Oakland, California: FBI Foils Another Fake Terror Plot
On February 8, federal authorities arrested a San Jose man for attempting to set off a car bomb outside a bank in Oakland, California. The charges filed against Matthew Llaneza, 28, stem from a months-long operation staged by the FBI’s South Bay Joint Terrorism Task Force. The event is the latest in a long series of bogus terror plots hatched or otherwise encouraged by the federal government.
According to the sparse criminal complaint submitted 10 days ago, the government’s involvement with the Arizona native—a recent Muslim convert—dates back to November of last year, when undercover FBI agent Christopher Monika met with and convinced Llaneza that he was “connected with the Taliban and the mujahedin in Afghanistan.”
How or why Llaneza first became a target of the FBI goes unmentioned in the official narrative, but over the next several months Monika and Llaneza allegedly met several times to organize the bombing of an Oakland Bank of America branch—supposedly chosen because “the name of the bank and Oakland’s location as a center of protests made it an appropriate target.” The operation came to an end on February 8, when Llaneza tried to detonate an inoperable car bomb and was promptly arrested.

□ □ □ □ □ □ □

*Exercise 1*:
Name each geographic place mentioned in the article about the Oakland car bomb case, listing every one only once.
*Exercise 2*:
Carry on the article about the Oakland car bomb case, picking up right after its final sentence.
The material that follows comes from a separate source and is unrelated to the article about the Oakland car bomb case.

*Data excerpts*:
□ □ □ □ □ □ □

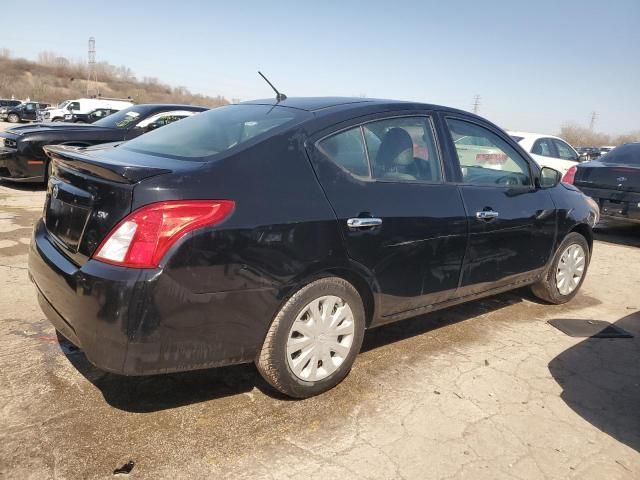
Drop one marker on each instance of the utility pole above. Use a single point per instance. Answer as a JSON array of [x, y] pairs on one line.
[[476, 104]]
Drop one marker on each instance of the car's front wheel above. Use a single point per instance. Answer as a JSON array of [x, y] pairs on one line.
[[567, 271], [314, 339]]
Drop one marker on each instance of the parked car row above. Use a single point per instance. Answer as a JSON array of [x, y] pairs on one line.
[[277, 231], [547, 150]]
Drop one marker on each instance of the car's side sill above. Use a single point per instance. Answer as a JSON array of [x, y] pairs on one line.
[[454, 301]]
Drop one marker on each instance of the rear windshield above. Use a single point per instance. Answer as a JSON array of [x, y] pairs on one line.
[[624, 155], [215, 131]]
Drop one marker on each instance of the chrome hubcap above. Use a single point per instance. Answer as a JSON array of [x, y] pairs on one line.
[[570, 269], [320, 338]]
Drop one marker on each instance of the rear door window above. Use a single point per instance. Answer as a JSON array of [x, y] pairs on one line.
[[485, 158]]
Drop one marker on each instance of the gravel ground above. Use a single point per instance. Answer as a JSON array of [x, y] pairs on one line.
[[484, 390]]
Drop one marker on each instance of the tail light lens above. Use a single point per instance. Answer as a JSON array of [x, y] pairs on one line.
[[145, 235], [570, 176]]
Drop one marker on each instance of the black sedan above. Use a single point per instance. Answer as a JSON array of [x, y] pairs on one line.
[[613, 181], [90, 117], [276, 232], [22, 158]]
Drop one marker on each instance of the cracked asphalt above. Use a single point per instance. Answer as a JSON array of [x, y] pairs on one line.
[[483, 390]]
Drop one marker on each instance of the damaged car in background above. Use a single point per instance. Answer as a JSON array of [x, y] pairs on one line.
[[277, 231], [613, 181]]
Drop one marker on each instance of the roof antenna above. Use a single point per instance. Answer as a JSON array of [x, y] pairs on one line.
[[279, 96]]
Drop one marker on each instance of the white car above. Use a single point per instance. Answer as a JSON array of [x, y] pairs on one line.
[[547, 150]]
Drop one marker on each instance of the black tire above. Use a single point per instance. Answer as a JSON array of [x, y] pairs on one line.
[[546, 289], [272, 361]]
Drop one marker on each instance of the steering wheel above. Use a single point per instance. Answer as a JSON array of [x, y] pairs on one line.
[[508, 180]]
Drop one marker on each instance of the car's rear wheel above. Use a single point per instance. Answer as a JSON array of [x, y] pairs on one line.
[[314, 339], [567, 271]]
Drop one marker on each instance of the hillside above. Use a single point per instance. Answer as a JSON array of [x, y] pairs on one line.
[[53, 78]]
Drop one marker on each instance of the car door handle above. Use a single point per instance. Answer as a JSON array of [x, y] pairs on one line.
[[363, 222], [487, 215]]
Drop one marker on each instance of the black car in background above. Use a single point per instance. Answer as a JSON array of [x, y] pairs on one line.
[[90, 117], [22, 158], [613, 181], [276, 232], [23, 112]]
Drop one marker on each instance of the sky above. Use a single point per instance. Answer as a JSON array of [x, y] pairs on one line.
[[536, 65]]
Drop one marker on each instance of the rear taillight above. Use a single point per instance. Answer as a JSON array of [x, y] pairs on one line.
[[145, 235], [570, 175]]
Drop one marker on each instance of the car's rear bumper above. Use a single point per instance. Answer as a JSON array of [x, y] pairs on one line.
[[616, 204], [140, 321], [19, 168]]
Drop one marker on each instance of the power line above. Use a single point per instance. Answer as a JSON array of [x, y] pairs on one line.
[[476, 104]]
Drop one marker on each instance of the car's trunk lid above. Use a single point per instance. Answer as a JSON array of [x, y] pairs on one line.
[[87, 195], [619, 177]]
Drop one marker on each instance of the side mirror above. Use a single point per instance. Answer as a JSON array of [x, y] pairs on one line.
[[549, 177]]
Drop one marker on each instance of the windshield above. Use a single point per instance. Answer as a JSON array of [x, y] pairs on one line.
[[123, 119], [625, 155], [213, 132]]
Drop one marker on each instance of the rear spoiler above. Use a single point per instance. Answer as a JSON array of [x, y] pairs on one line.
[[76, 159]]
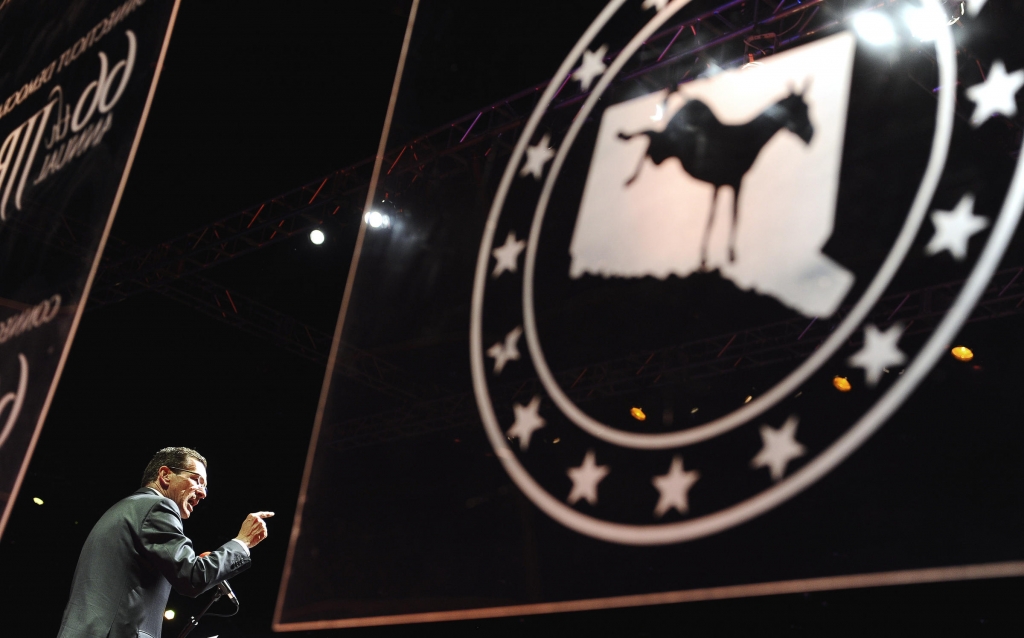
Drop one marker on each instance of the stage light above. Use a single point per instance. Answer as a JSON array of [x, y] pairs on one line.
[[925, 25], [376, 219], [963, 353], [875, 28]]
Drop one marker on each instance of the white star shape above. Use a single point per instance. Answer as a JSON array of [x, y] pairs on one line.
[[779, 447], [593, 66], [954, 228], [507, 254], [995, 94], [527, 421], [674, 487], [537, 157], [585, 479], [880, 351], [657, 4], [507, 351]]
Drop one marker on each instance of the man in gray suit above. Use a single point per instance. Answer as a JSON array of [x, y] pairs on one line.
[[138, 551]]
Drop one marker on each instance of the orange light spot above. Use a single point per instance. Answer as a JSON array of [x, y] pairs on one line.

□ □ □ □ □ □ □

*Reply 1*:
Oakland
California
San Jose
Arizona
Afghanistan

*Reply 2*:
At no point did the plot pose a “threat to the public,” notes a press release from the US attorney’s office. Like a number of high-profile, supposed terror operations foiled by the US government over the past decade, every stage of the sham conspiracy had been created and carefully managed by the FBI. Virtually all of the key elements in the plot were in fact supplied by the federal government: a rented storage unit in Hayward, an SUV to deliver the would-be car bomb, the fake explosives and the expertise needed to assemble them.
According to the affidavit, Llaneza’s greatest tangible contribution to the scheme was the purchase of two cellphones and a nine-volt battery (on an outing with his undercover FBI handler, no less) that were later assembled by the authorities into a phony trigger device. Until February 8, when Llaneza took the lead and tried to detonate the inert explosives in Oakland, most of his involvement seems to have consisted of tagging along with his government sponsor.
There have been no allegations that Llaneza, depicted by the government’s criminal complaint as a calculating and committed pro-Taliban terrorist, had any ties to Al Qaeda or the Taliban. Absent any co-conspirators, any evidence of involvement with a terrorist organization, or even any evidence of independently trying to establish that involvement, undercover agent Monika was Llaneza’s sole connection to, and undoubtedly the driving force behind, the entire operation.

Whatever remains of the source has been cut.